Required work: Give an exact copy of every entry.

[Dataset items]
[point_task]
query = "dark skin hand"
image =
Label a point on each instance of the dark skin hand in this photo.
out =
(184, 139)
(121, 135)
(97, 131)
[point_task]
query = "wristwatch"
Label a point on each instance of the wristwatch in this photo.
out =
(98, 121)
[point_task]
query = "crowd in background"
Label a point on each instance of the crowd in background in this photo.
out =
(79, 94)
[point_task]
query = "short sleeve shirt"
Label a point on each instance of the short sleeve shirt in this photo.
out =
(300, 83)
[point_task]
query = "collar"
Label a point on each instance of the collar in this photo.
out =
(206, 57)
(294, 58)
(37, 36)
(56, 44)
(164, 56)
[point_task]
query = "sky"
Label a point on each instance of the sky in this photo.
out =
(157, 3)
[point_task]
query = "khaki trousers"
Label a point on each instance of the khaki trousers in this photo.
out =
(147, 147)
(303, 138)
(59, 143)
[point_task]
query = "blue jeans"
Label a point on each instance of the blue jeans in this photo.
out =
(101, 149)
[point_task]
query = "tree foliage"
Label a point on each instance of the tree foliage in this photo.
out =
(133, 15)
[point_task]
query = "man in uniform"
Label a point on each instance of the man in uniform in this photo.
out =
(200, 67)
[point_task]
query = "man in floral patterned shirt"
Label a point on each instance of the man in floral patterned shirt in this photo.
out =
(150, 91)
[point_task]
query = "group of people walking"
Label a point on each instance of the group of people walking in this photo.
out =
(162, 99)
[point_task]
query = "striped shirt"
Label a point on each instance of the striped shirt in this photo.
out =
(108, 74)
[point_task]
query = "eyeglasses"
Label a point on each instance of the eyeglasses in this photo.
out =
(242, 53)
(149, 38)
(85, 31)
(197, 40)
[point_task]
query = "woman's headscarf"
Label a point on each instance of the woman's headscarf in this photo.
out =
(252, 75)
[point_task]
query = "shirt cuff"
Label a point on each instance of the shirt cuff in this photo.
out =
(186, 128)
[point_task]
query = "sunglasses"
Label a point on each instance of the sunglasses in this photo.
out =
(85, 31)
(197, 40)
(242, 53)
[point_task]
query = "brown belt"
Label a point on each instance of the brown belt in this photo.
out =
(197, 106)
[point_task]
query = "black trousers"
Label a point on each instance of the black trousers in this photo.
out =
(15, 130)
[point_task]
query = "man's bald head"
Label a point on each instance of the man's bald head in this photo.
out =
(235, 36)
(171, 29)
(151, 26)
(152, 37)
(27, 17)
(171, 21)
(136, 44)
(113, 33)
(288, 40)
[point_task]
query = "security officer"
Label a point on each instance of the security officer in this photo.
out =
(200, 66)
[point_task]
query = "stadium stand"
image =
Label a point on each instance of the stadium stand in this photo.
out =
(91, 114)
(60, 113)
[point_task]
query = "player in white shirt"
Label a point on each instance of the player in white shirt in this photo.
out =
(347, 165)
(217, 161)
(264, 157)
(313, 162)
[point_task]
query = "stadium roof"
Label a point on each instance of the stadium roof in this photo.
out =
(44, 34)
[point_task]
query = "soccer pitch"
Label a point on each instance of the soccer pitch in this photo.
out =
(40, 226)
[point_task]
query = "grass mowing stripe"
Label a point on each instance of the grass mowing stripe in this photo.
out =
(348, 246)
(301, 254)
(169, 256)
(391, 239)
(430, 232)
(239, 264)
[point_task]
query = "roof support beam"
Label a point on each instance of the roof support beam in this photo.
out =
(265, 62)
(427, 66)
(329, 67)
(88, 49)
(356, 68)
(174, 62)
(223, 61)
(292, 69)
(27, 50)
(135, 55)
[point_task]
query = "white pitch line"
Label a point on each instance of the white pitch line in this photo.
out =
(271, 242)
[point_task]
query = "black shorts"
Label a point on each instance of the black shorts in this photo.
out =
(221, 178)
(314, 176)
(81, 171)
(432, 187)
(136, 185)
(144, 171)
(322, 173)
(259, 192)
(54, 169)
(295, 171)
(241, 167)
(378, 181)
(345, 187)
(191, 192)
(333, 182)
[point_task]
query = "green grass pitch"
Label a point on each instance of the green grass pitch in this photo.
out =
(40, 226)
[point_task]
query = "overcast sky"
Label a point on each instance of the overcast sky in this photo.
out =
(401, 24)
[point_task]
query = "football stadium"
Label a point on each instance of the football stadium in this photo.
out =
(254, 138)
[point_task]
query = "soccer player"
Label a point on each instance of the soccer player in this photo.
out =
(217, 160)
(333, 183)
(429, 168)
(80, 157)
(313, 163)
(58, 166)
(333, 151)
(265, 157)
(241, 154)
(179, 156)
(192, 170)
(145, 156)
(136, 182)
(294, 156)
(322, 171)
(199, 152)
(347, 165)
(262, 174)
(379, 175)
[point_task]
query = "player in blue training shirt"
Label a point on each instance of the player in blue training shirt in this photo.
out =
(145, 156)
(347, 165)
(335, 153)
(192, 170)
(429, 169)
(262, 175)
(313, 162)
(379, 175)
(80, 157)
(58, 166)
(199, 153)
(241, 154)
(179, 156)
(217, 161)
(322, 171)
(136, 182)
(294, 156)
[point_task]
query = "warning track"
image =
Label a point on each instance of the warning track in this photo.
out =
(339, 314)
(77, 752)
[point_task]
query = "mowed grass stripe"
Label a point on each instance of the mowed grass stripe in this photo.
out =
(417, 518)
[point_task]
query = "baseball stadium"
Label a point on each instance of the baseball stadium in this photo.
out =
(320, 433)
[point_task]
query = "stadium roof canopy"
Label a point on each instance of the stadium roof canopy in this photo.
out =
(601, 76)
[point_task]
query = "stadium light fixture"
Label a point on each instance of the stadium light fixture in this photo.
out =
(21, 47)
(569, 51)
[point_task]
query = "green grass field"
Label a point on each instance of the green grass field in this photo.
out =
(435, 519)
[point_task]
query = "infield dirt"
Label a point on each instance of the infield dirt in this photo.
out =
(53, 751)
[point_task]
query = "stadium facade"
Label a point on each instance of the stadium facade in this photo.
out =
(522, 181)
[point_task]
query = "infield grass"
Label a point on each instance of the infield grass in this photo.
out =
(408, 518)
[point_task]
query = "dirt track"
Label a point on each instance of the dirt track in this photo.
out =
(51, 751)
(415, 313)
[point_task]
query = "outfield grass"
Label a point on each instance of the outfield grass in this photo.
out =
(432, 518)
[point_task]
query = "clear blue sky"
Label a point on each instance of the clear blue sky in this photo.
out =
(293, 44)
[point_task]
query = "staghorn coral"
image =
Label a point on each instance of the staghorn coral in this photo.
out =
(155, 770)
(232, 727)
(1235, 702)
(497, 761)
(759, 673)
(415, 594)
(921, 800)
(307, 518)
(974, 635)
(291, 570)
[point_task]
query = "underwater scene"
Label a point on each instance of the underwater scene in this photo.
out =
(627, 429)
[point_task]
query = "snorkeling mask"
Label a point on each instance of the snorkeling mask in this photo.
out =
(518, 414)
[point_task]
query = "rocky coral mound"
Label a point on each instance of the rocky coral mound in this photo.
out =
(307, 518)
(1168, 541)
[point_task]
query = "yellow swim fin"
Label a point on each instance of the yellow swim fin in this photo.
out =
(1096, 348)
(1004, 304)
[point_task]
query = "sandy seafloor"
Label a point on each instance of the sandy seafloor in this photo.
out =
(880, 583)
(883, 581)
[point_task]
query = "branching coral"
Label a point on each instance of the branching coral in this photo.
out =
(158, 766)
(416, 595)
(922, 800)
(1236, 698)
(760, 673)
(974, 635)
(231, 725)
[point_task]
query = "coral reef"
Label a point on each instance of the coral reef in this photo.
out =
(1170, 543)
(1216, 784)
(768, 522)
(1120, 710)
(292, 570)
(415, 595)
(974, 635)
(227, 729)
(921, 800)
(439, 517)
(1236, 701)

Problem solution:
[point_task]
query = "dark skin hand"
image =
Label a point on each instance of the dark skin hand in this photo.
out =
(184, 139)
(121, 135)
(97, 131)
[point_task]
query = "wristwatch"
Label a point on each instance of the wristwatch in this photo.
out =
(98, 121)
[point_task]
query = "crowd in background"
Label a point on each instance of the crowd in background in this photo.
out =
(79, 94)
[point_task]
query = "short sleeve shirt"
Label a point on each instance of the short sleeve shirt in this photo.
out =
(300, 83)
[point_task]
query = "collar"
Label a point on each instance of the collar in this photo.
out =
(206, 57)
(294, 58)
(37, 36)
(56, 44)
(164, 56)
[point_task]
query = "sky"
Label a point on each instance of the sky in this photo.
out =
(157, 3)
[point_task]
query = "khaki trousers"
Label a point on each instance of the khaki trousers in this photo.
out =
(147, 147)
(303, 138)
(59, 143)
[point_task]
query = "blue jeans"
Label a point on each instance of the blue jeans in this photo.
out =
(101, 149)
[point_task]
query = "tree foliage"
Label a point on each instance of the tree foliage in this photo.
out =
(133, 15)
[point_task]
query = "man in uniform"
Label a point on each instance of the man in uniform in this photo.
out =
(200, 67)
[point_task]
query = "man in floral patterned shirt"
Label a point on each instance of the man in floral patterned shirt in this photo.
out =
(150, 91)
[point_task]
query = "group of people walking"
Label a point on each instance of the group of people walking in this photo.
out =
(162, 99)
[point_task]
query = "striped shirt"
Label a point on each instance of the striped shirt in this photo.
out =
(108, 74)
[point_task]
query = "eyeglasses"
Label a point on each instance of the eyeglasses in this photo.
out =
(242, 53)
(149, 38)
(85, 31)
(197, 40)
[point_task]
query = "woman's headscarf"
Label a point on each instance of the woman's headscarf in this photo.
out =
(252, 75)
[point_task]
query = "shirt cuff"
Label a point on each instance of the shirt cuff in this photo.
out =
(186, 128)
[point_task]
query = "sunglasses"
Label a point on each instance of the sunglasses in this photo.
out =
(85, 31)
(197, 40)
(242, 53)
[point_task]
query = "brown belt"
Label a point on each instance of the brown belt in this photo.
out =
(197, 106)
[point_task]
query = "black trousers"
Label a point on each instance of the black trousers in this photo.
out =
(15, 130)
[point_task]
query = "man's bald head"
Label a point on each instance of the man's bald head in this photo.
out =
(235, 36)
(171, 29)
(151, 26)
(152, 37)
(27, 17)
(171, 21)
(136, 44)
(113, 33)
(288, 40)
[point_task]
query = "security officer"
Label a point on each instance of the security officer in this photo.
out =
(200, 66)
[point_task]
query = "stadium stand"
image =
Label a point on each instance of the stadium stand in this photo.
out =
(91, 114)
(60, 113)
[point_task]
query = "player in white shirt"
Label a point on each instance of the player in white shirt in this photo.
out =
(347, 165)
(217, 161)
(264, 157)
(313, 162)
[point_task]
query = "stadium roof"
Label a point on each instance of the stadium roof in this photo.
out =
(44, 34)
[point_task]
query = "soccer pitch"
Label a point on each instance of the soccer pitch in this photo.
out =
(40, 226)
[point_task]
query = "grass mowing stripe"
Label a point on each instance of the grass mowing stripe in this photo.
out =
(348, 246)
(301, 254)
(169, 256)
(391, 239)
(430, 232)
(239, 264)
[point_task]
query = "roof support beam"
Label a point on each instance of the roof support beam in this photo.
out =
(265, 62)
(427, 66)
(329, 67)
(88, 49)
(356, 68)
(174, 62)
(223, 61)
(292, 69)
(27, 50)
(135, 55)
[point_task]
query = "white pitch line"
Label a point on each instance of the white pitch line in this photo.
out =
(271, 242)
[point_task]
query = "black shorts"
Label a point on each instance of the black shorts in this photo.
out =
(221, 178)
(314, 176)
(81, 171)
(432, 187)
(136, 185)
(144, 171)
(322, 173)
(259, 192)
(54, 169)
(295, 171)
(241, 167)
(378, 181)
(345, 187)
(191, 192)
(333, 182)
[point_task]
query = "green grass pitch"
Label a point on each instance of the green grass pitch in this photo.
out =
(40, 226)
[point_task]
query = "overcast sky"
Label a point on each instance of the overcast sky in this photo.
out =
(401, 24)
[point_task]
query = "football stadium"
Label a point on each instance of the football stadium in this photo.
out =
(254, 138)
[point_task]
query = "soccer player"
Label a point on each instance of the soccer player in this photo.
out =
(217, 160)
(333, 183)
(429, 168)
(80, 157)
(313, 163)
(58, 166)
(333, 151)
(265, 157)
(241, 154)
(179, 156)
(192, 170)
(145, 156)
(136, 182)
(294, 156)
(322, 171)
(199, 152)
(347, 165)
(262, 174)
(379, 175)
[point_task]
query = "player in blue training shirt"
Label a point on each instance of the player in blue training shirt in this photo.
out =
(145, 156)
(347, 165)
(335, 153)
(192, 170)
(429, 169)
(262, 175)
(313, 162)
(379, 175)
(80, 157)
(58, 166)
(199, 153)
(241, 154)
(179, 156)
(217, 161)
(322, 171)
(136, 182)
(294, 156)
[point_task]
query = "warning track"
image =
Label a point on each instance of the warning track in this photo.
out =
(339, 314)
(77, 752)
[point_task]
query = "mowed grass stripe"
Label a point on each instance of the mowed grass stripe in this photo.
out =
(417, 518)
[point_task]
query = "baseball stadium"
Label a point on each instance of the baseball stadium in this photo.
out =
(320, 433)
[point_task]
query = "stadium roof canopy"
Label a point on each instance of the stadium roof canopy in this photo.
out =
(601, 76)
[point_task]
query = "stadium light fixture"
Label a point on each instance of the stadium light fixture in this photo.
out =
(21, 47)
(569, 51)
[point_task]
query = "green grass field"
Label a point on each instance of the green grass field in this photo.
out =
(435, 519)
[point_task]
query = "infield dirt"
Label a point on each instance of the infield dirt in this photo.
out =
(53, 751)
[point_task]
query = "stadium facade"
Label a point on each instance of the stadium facade in this photo.
out =
(522, 181)
[point_task]
query = "infield grass"
Label a point on each instance of the infield grass in this photo.
out =
(408, 518)
[point_task]
query = "dirt track"
Label a point on each instance of the dirt track in this photo.
out =
(51, 751)
(415, 313)
[point_task]
query = "outfield grass"
Label a point on each instance of the outfield grass in this photo.
out =
(432, 518)
[point_task]
query = "clear blue sky"
Label a point on each instance of the clear blue sky in this photo.
out =
(293, 44)
[point_task]
query = "staghorn coral"
image =
Label a point on each instance of the staghorn coral in this photo.
out =
(155, 770)
(232, 727)
(1235, 702)
(497, 761)
(759, 673)
(415, 594)
(921, 800)
(307, 518)
(974, 635)
(291, 570)
[point_task]
query = "underwater scene"
Label a point on each instance of the underwater scene in this photo.
out =
(627, 429)
[point_task]
query = "snorkeling mask"
Label a point on each instance of the snorkeling mask in this photo.
out =
(518, 414)
[point_task]
query = "rocky coral mound"
Label a point on each instance of the rocky coral mound in this photo.
out =
(307, 518)
(1168, 541)
[point_task]
query = "yellow swim fin"
Label a point on each instance of the yellow swim fin in this photo.
out =
(1096, 348)
(1004, 304)
[point_task]
query = "sandy seafloor"
Label a point on each instance of the sandy seafloor in this photo.
out =
(880, 583)
(883, 581)
[point_task]
query = "branching coral"
Label a point on each instance of the branching coral in this photo.
out =
(158, 766)
(416, 595)
(922, 800)
(1236, 698)
(760, 673)
(974, 635)
(231, 725)
[point_task]
query = "coral reef"
Label a point on each instance of the coral reef in this photo.
out =
(1170, 543)
(1216, 784)
(768, 522)
(1120, 710)
(292, 570)
(415, 595)
(974, 635)
(227, 729)
(921, 800)
(439, 517)
(1236, 701)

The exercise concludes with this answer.